Data for the task ->
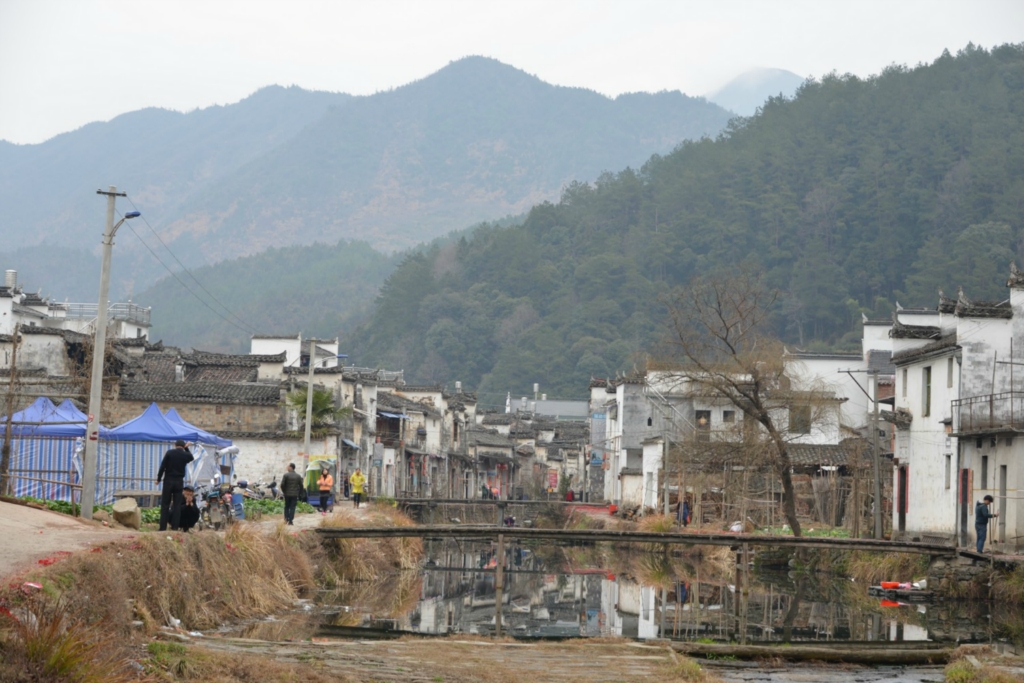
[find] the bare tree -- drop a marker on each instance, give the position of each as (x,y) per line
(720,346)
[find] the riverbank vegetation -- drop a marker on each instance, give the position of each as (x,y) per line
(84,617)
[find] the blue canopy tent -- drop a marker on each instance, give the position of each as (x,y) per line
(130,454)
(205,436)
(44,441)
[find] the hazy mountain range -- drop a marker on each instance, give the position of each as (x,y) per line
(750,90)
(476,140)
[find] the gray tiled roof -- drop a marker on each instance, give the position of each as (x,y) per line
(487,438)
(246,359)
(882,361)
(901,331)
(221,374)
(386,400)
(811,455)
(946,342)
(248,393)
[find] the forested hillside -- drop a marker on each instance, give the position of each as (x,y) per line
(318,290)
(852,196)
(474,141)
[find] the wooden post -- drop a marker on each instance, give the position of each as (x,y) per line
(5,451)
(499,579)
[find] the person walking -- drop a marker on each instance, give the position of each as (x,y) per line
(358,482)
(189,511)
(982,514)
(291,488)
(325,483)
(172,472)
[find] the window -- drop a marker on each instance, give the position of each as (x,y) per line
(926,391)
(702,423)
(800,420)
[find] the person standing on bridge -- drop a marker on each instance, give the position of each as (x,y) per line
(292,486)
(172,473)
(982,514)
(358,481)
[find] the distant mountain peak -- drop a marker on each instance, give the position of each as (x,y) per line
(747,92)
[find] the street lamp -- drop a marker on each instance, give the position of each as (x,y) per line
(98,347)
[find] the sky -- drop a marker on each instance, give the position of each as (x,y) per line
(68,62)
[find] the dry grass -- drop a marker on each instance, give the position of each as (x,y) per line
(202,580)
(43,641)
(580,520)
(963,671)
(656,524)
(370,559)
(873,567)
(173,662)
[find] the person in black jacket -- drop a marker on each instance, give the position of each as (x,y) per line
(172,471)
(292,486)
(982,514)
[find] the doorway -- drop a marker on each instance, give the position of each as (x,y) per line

Work required ->
Reproduce the entries above exactly. Do not include the images.

Task response ->
[find] the bare tree -- drop a marker on each instance, give the position of each as (x,y) per line
(720,346)
[find] the riverbank vegetation -- drop a marker on each instance, give the position of each as (x,y) per line
(84,617)
[find] the blue canopy tent -- drop a marker on each instance, give the position of each as (x,y) per line
(130,454)
(205,436)
(44,441)
[find] the hazy mountain range -- drop a marker on each instance, give the position of each as (x,y) per line
(750,90)
(476,140)
[find] the gray tiled roof -- drop a marker on each instance, give the position of each as (x,y) per line
(487,438)
(246,359)
(882,361)
(901,331)
(221,374)
(386,400)
(811,455)
(946,342)
(248,393)
[find] the forested hillside -- drop a marker on each instance, give the position of each as (x,y) per line
(318,290)
(852,196)
(474,141)
[find] the wooden post -- drop a marker on each instance, give the position of each as (x,y) per line
(5,451)
(499,579)
[find] the person walking -- drop a marker on each instance, give the position of each as (x,y) per line
(358,482)
(189,511)
(982,514)
(291,488)
(325,483)
(172,472)
[find] the window -- drop a marker on each instance, give the position of each as (x,y) per line
(926,391)
(702,423)
(800,420)
[find] the person standing on bridge -- drop a marker on each instance, give the position of each as (x,y) per line
(292,486)
(172,473)
(982,514)
(358,481)
[find] the distant mountain peak -- drop a marker on each instance, give the position of each as (x,y) per line
(747,92)
[find] the street lamp -- drop a marker on each instance, give the position of each as (x,y) per line
(98,347)
[find] the sky -- drop a marker on each instance, give the position of each as (x,y) per line
(68,62)
[find] the dry grass -- drop a marker on each instance, give the position of each as (x,y) per line
(202,580)
(43,641)
(580,520)
(963,671)
(656,524)
(370,559)
(873,567)
(173,662)
[find] the person in black jacket -- drop a marker on each instance, give the position of each as (x,y) per line
(172,471)
(292,486)
(982,514)
[find] the doorway -- drop a marker on each instance, give the position of each as (x,y) per line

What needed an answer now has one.